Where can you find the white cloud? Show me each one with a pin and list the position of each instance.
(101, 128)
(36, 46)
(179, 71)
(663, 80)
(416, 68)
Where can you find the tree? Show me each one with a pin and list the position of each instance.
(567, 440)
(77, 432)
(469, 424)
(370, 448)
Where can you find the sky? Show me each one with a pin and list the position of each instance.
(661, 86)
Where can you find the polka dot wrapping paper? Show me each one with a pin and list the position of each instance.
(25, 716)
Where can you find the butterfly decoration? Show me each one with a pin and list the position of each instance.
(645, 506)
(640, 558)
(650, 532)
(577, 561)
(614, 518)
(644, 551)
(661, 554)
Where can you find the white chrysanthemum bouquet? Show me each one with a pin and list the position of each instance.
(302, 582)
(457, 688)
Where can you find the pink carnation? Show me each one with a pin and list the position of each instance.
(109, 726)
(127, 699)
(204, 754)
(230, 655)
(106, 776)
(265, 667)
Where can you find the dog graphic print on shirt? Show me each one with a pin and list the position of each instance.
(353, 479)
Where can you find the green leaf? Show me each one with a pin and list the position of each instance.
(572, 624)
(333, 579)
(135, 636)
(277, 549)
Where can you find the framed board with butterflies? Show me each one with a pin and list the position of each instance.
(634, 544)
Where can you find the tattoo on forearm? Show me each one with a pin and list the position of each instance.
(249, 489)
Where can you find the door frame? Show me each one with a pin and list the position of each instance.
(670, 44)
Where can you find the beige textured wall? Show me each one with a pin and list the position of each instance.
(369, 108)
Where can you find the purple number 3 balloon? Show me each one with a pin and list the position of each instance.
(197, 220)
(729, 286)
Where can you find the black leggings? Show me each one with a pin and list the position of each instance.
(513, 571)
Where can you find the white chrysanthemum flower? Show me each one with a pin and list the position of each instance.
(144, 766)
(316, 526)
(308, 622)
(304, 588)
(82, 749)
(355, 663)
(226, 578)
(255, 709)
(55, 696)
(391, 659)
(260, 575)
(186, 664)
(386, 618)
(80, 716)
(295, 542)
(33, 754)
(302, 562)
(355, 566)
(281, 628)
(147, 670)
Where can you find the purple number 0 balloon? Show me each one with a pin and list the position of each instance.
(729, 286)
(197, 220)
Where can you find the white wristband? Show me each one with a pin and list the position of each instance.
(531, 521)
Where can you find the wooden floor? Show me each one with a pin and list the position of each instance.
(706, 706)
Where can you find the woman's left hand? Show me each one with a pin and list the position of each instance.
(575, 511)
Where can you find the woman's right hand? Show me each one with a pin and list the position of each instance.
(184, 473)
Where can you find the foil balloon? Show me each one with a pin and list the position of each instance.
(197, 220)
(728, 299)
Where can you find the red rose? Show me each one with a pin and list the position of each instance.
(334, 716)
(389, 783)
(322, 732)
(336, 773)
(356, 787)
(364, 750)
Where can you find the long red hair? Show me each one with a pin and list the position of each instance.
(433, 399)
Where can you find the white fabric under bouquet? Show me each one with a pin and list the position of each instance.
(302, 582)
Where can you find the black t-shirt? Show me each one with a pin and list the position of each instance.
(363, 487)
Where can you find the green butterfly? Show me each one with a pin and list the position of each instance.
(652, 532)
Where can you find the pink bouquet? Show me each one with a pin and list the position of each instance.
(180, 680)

****************

● **What to do**
Your output should be an exact copy of the lines from the one containing "Where can you find the red" through the last line of the data above.

● **Solved exercise**
Where can you find the red rose? Show me each one with a pin and list the position of each instance.
(334, 716)
(389, 783)
(322, 732)
(336, 773)
(356, 787)
(364, 750)
Where can you find the long red hair? Show me each one with a pin and list the position of each instance.
(433, 399)
Where can you find the white fabric under bouquet? Show me each one with a pin and list the position of each instance.
(302, 582)
Where can you find the black t-shirt? Show me each one with a pin and list the position of each instance.
(363, 487)
Where can you find the green butterfly? Show me each one with a pin and list the position of each instance.
(652, 532)
Where can you find the pink bouquet? Show me each one with a pin and list the position of each instance.
(180, 680)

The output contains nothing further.